Segment Open

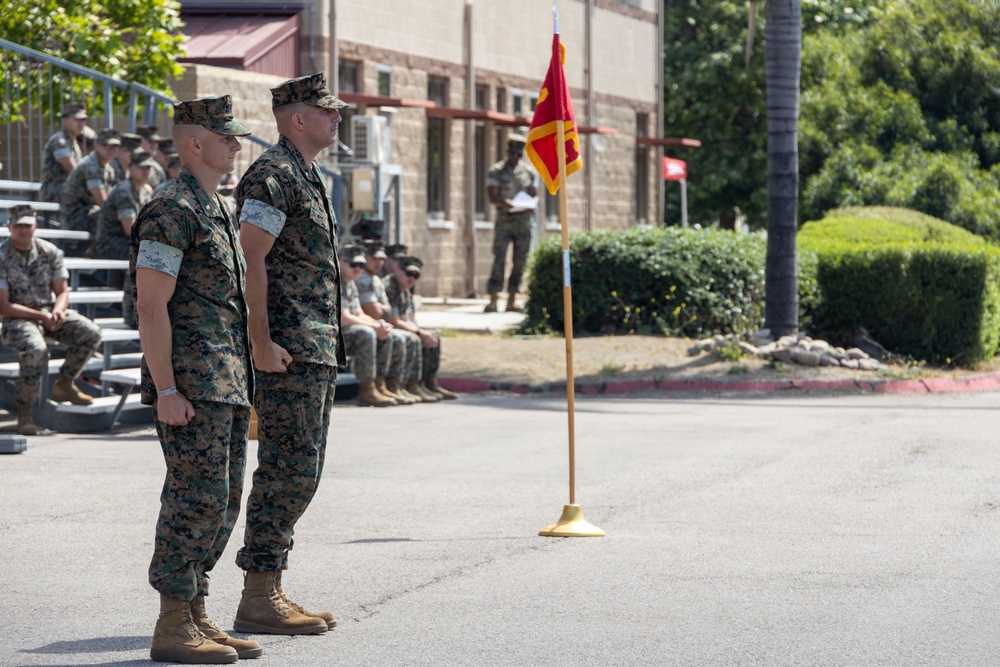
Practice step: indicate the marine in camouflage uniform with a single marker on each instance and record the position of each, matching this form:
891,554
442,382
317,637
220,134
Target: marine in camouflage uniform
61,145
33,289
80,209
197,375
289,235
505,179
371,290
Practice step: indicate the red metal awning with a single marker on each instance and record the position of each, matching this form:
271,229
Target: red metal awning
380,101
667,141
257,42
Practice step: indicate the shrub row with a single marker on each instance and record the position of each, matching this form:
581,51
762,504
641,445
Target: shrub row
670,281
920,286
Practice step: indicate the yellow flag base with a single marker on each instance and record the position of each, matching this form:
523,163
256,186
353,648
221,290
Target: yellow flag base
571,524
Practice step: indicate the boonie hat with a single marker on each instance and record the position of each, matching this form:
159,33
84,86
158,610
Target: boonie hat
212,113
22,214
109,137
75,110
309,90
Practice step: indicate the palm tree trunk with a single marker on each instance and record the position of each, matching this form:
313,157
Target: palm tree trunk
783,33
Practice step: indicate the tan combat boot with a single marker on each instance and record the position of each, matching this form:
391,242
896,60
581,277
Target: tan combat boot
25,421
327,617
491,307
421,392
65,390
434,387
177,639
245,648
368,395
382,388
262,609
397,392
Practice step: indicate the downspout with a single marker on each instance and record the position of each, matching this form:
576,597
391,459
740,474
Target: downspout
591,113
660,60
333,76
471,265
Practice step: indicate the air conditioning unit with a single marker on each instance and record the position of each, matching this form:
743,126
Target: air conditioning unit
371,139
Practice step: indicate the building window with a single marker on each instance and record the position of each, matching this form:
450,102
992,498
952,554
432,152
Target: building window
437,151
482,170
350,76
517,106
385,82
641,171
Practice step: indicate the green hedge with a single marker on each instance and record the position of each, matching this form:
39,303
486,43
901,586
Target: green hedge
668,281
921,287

Segment Closed

Filter the data down to the lines that contain the string "with", and copy them.

Practice step: indicate the marine in camouflage uniform with a single marker on each instance and record the position of each, matching this form:
Practice step: indicate the red metal awning with a single marker on each instance and record the position of each, matching this form:
Practice step: indicate the shrub row with a single marker on each instance and record the position of each, matching this form:
Practice step: indicate the yellow flag base with a single marker on each instance and record the position of each, matching this form:
Practice step: indicate the boonie hat with a single marker on each instance and record the position of each, matching this form:
Practice step: indicate the palm tree trunk with a single marker on each instance and record the position of each, matching this form:
Practice step: indicate the tan combat boot with a single marker on each instance and record the position of each, matching this form:
Practice step: indicate the downspout with a single marker on each instance and record the position of each, matching this form:
Practice step: indicate the air conditioning unit with a single marker on each instance and record the position of each, matching this form:
Practice step: indicate the building window with a single marker on each instance and record the position of each, matching this form:
Practice step: indicate the green hedge with a single marker on each instance and record the position of each, matching this form:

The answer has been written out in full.